Task prompt
Render every line of the records below as a Markdown table with two columns, Row and Text. Number the rows in order and leave out blank lines.
+---+
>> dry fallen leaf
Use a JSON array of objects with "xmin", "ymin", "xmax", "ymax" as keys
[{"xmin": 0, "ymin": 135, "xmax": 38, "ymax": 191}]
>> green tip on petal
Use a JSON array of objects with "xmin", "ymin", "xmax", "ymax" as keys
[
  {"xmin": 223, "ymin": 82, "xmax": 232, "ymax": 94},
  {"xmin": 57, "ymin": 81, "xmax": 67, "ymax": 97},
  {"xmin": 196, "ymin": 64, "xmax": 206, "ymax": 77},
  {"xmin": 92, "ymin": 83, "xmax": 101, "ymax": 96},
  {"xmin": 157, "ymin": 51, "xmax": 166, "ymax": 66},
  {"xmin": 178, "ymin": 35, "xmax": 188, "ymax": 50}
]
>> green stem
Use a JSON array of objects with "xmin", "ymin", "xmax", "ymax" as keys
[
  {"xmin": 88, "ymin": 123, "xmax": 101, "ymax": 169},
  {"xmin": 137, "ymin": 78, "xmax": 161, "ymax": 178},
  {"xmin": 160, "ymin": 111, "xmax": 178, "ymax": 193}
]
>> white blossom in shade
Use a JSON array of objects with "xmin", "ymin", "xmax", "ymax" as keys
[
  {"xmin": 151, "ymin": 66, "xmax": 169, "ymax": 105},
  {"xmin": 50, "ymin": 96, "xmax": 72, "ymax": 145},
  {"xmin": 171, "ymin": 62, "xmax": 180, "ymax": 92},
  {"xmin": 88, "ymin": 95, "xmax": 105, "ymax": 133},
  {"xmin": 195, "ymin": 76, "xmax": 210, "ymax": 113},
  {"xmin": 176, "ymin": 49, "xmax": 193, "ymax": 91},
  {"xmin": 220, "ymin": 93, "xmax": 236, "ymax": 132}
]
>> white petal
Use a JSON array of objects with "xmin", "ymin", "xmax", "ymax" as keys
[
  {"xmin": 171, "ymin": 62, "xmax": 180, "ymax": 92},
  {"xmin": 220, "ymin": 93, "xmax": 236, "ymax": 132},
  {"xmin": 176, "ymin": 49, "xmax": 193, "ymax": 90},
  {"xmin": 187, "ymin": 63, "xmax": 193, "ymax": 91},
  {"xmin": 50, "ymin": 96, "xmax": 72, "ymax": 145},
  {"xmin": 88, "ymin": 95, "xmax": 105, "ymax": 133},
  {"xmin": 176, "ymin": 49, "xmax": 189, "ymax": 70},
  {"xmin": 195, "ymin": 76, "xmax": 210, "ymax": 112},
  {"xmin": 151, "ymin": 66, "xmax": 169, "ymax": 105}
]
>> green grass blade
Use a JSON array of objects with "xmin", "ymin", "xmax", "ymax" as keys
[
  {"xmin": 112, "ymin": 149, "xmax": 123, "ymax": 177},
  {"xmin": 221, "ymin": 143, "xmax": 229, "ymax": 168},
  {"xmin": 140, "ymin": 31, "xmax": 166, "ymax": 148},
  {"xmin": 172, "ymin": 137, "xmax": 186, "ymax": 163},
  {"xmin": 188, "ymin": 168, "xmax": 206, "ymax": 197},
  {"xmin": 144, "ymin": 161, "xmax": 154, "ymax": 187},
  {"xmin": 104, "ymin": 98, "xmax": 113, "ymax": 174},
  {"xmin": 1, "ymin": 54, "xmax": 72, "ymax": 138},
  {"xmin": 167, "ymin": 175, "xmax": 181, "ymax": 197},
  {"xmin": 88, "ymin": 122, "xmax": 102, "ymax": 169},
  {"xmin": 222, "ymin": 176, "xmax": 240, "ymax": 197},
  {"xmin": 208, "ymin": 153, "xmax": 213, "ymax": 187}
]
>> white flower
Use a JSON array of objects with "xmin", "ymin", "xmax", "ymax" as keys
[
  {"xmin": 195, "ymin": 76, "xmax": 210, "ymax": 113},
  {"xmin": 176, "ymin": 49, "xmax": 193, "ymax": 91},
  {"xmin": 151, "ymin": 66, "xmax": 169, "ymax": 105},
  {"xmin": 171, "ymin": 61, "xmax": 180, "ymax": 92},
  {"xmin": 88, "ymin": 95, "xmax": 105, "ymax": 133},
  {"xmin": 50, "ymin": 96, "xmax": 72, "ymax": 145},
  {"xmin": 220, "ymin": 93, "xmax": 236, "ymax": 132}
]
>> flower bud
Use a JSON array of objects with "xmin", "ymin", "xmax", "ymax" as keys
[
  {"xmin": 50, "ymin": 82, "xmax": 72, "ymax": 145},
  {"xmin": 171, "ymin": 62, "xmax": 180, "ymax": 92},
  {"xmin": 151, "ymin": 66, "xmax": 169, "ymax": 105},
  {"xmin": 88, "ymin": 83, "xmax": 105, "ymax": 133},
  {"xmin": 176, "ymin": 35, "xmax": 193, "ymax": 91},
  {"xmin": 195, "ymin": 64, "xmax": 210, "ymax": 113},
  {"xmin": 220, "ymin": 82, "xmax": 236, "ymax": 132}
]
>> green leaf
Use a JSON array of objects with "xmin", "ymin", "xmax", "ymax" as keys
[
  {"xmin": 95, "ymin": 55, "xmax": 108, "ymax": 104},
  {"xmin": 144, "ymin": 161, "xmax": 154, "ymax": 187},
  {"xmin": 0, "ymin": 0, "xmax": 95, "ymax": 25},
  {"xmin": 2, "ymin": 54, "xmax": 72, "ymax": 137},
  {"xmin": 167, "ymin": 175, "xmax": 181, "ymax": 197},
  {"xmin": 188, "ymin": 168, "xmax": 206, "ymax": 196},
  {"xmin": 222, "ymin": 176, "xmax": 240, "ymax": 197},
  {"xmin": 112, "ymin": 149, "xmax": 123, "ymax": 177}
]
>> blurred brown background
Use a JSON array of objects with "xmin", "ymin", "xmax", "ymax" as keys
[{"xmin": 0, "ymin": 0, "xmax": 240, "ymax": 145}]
+---+
Result of this task
| Row | Text |
|---|---|
| 1 | >> dry fallen leaf |
| 2 | Use a JSON array of objects with "xmin", "ymin", "xmax", "ymax" as keys |
| 3 | [{"xmin": 0, "ymin": 135, "xmax": 38, "ymax": 191}] |
| 4 | >> green tip on petal |
| 5 | Use a JSON array of objects with "xmin", "ymin", "xmax", "ymax" as keys |
| 6 | [ |
| 7 |   {"xmin": 223, "ymin": 82, "xmax": 232, "ymax": 94}, |
| 8 |   {"xmin": 57, "ymin": 81, "xmax": 67, "ymax": 97}, |
| 9 |   {"xmin": 196, "ymin": 64, "xmax": 206, "ymax": 77}, |
| 10 |   {"xmin": 92, "ymin": 83, "xmax": 101, "ymax": 96}, |
| 11 |   {"xmin": 157, "ymin": 51, "xmax": 166, "ymax": 66}, |
| 12 |   {"xmin": 178, "ymin": 35, "xmax": 188, "ymax": 50} |
| 13 | ] |
| 14 | >> green stem |
| 15 | Use a JSON array of objects with "xmin", "ymin", "xmax", "ymax" as keys |
| 16 | [ |
| 17 |   {"xmin": 88, "ymin": 123, "xmax": 101, "ymax": 169}, |
| 18 |   {"xmin": 137, "ymin": 78, "xmax": 161, "ymax": 178}, |
| 19 |   {"xmin": 160, "ymin": 111, "xmax": 178, "ymax": 193} |
| 20 | ] |
| 21 | >> white blossom in shade |
| 22 | Use a JSON array of objects with "xmin", "ymin", "xmax", "ymax" as keys |
| 23 | [ |
| 24 |   {"xmin": 151, "ymin": 66, "xmax": 169, "ymax": 105}, |
| 25 |   {"xmin": 50, "ymin": 96, "xmax": 72, "ymax": 145}, |
| 26 |   {"xmin": 171, "ymin": 62, "xmax": 180, "ymax": 92}, |
| 27 |   {"xmin": 88, "ymin": 95, "xmax": 105, "ymax": 133}, |
| 28 |   {"xmin": 195, "ymin": 76, "xmax": 210, "ymax": 113}, |
| 29 |   {"xmin": 176, "ymin": 49, "xmax": 193, "ymax": 91}, |
| 30 |   {"xmin": 220, "ymin": 93, "xmax": 236, "ymax": 132} |
| 31 | ] |
| 32 | >> white petal |
| 33 | Use a JSON array of objects with "xmin", "ymin", "xmax", "ymax" as keys |
| 34 | [ |
| 35 |   {"xmin": 171, "ymin": 62, "xmax": 180, "ymax": 92}, |
| 36 |   {"xmin": 220, "ymin": 93, "xmax": 236, "ymax": 132}, |
| 37 |   {"xmin": 176, "ymin": 49, "xmax": 193, "ymax": 90}, |
| 38 |   {"xmin": 187, "ymin": 63, "xmax": 193, "ymax": 91}, |
| 39 |   {"xmin": 50, "ymin": 96, "xmax": 72, "ymax": 145}, |
| 40 |   {"xmin": 88, "ymin": 95, "xmax": 105, "ymax": 133}, |
| 41 |   {"xmin": 176, "ymin": 49, "xmax": 189, "ymax": 70}, |
| 42 |   {"xmin": 195, "ymin": 76, "xmax": 210, "ymax": 112}, |
| 43 |   {"xmin": 151, "ymin": 66, "xmax": 169, "ymax": 105} |
| 44 | ] |
| 45 | >> green grass blade |
| 46 | Use a JSON array of objects with "xmin", "ymin", "xmax", "ymax" as keys |
| 47 | [ |
| 48 |   {"xmin": 112, "ymin": 149, "xmax": 123, "ymax": 177}, |
| 49 |   {"xmin": 221, "ymin": 143, "xmax": 229, "ymax": 168}, |
| 50 |   {"xmin": 140, "ymin": 31, "xmax": 166, "ymax": 148}, |
| 51 |   {"xmin": 172, "ymin": 137, "xmax": 186, "ymax": 163}, |
| 52 |   {"xmin": 188, "ymin": 168, "xmax": 206, "ymax": 197}, |
| 53 |   {"xmin": 144, "ymin": 161, "xmax": 154, "ymax": 187}, |
| 54 |   {"xmin": 104, "ymin": 98, "xmax": 113, "ymax": 174}, |
| 55 |   {"xmin": 1, "ymin": 54, "xmax": 72, "ymax": 138}, |
| 56 |   {"xmin": 167, "ymin": 175, "xmax": 181, "ymax": 197}, |
| 57 |   {"xmin": 88, "ymin": 122, "xmax": 102, "ymax": 169}, |
| 58 |   {"xmin": 222, "ymin": 176, "xmax": 240, "ymax": 197}, |
| 59 |   {"xmin": 208, "ymin": 153, "xmax": 213, "ymax": 187} |
| 60 | ] |
| 61 | >> white flower |
| 62 | Use a JSON array of objects with "xmin", "ymin", "xmax", "ymax" as keys |
| 63 | [ |
| 64 |   {"xmin": 195, "ymin": 76, "xmax": 210, "ymax": 113}, |
| 65 |   {"xmin": 176, "ymin": 49, "xmax": 193, "ymax": 91}, |
| 66 |   {"xmin": 151, "ymin": 66, "xmax": 169, "ymax": 105}, |
| 67 |   {"xmin": 171, "ymin": 61, "xmax": 180, "ymax": 92}, |
| 68 |   {"xmin": 88, "ymin": 95, "xmax": 105, "ymax": 133}, |
| 69 |   {"xmin": 50, "ymin": 96, "xmax": 72, "ymax": 145}, |
| 70 |   {"xmin": 220, "ymin": 93, "xmax": 236, "ymax": 132} |
| 71 | ] |
| 72 | >> flower bud |
| 73 | Use a JSON array of objects with "xmin", "ymin", "xmax", "ymax" as keys |
| 74 | [ |
| 75 |   {"xmin": 50, "ymin": 82, "xmax": 72, "ymax": 145}, |
| 76 |   {"xmin": 171, "ymin": 62, "xmax": 180, "ymax": 92}, |
| 77 |   {"xmin": 151, "ymin": 66, "xmax": 169, "ymax": 105}, |
| 78 |   {"xmin": 88, "ymin": 83, "xmax": 105, "ymax": 133}, |
| 79 |   {"xmin": 176, "ymin": 35, "xmax": 193, "ymax": 91}, |
| 80 |   {"xmin": 195, "ymin": 64, "xmax": 210, "ymax": 113}, |
| 81 |   {"xmin": 220, "ymin": 82, "xmax": 236, "ymax": 132} |
| 82 | ] |
| 83 | >> green leaf |
| 84 | Use a JSON array of objects with "xmin", "ymin", "xmax", "ymax" as keys |
| 85 | [ |
| 86 |   {"xmin": 95, "ymin": 55, "xmax": 108, "ymax": 104}, |
| 87 |   {"xmin": 144, "ymin": 161, "xmax": 154, "ymax": 187}, |
| 88 |   {"xmin": 0, "ymin": 0, "xmax": 95, "ymax": 25}, |
| 89 |   {"xmin": 2, "ymin": 54, "xmax": 72, "ymax": 137}, |
| 90 |   {"xmin": 167, "ymin": 175, "xmax": 181, "ymax": 197}, |
| 91 |   {"xmin": 188, "ymin": 168, "xmax": 206, "ymax": 196}, |
| 92 |   {"xmin": 222, "ymin": 176, "xmax": 240, "ymax": 197}, |
| 93 |   {"xmin": 112, "ymin": 149, "xmax": 123, "ymax": 177} |
| 94 | ] |
| 95 | >> blurred brown background |
| 96 | Use a JSON array of objects with "xmin", "ymin", "xmax", "ymax" as keys |
| 97 | [{"xmin": 0, "ymin": 0, "xmax": 240, "ymax": 145}] |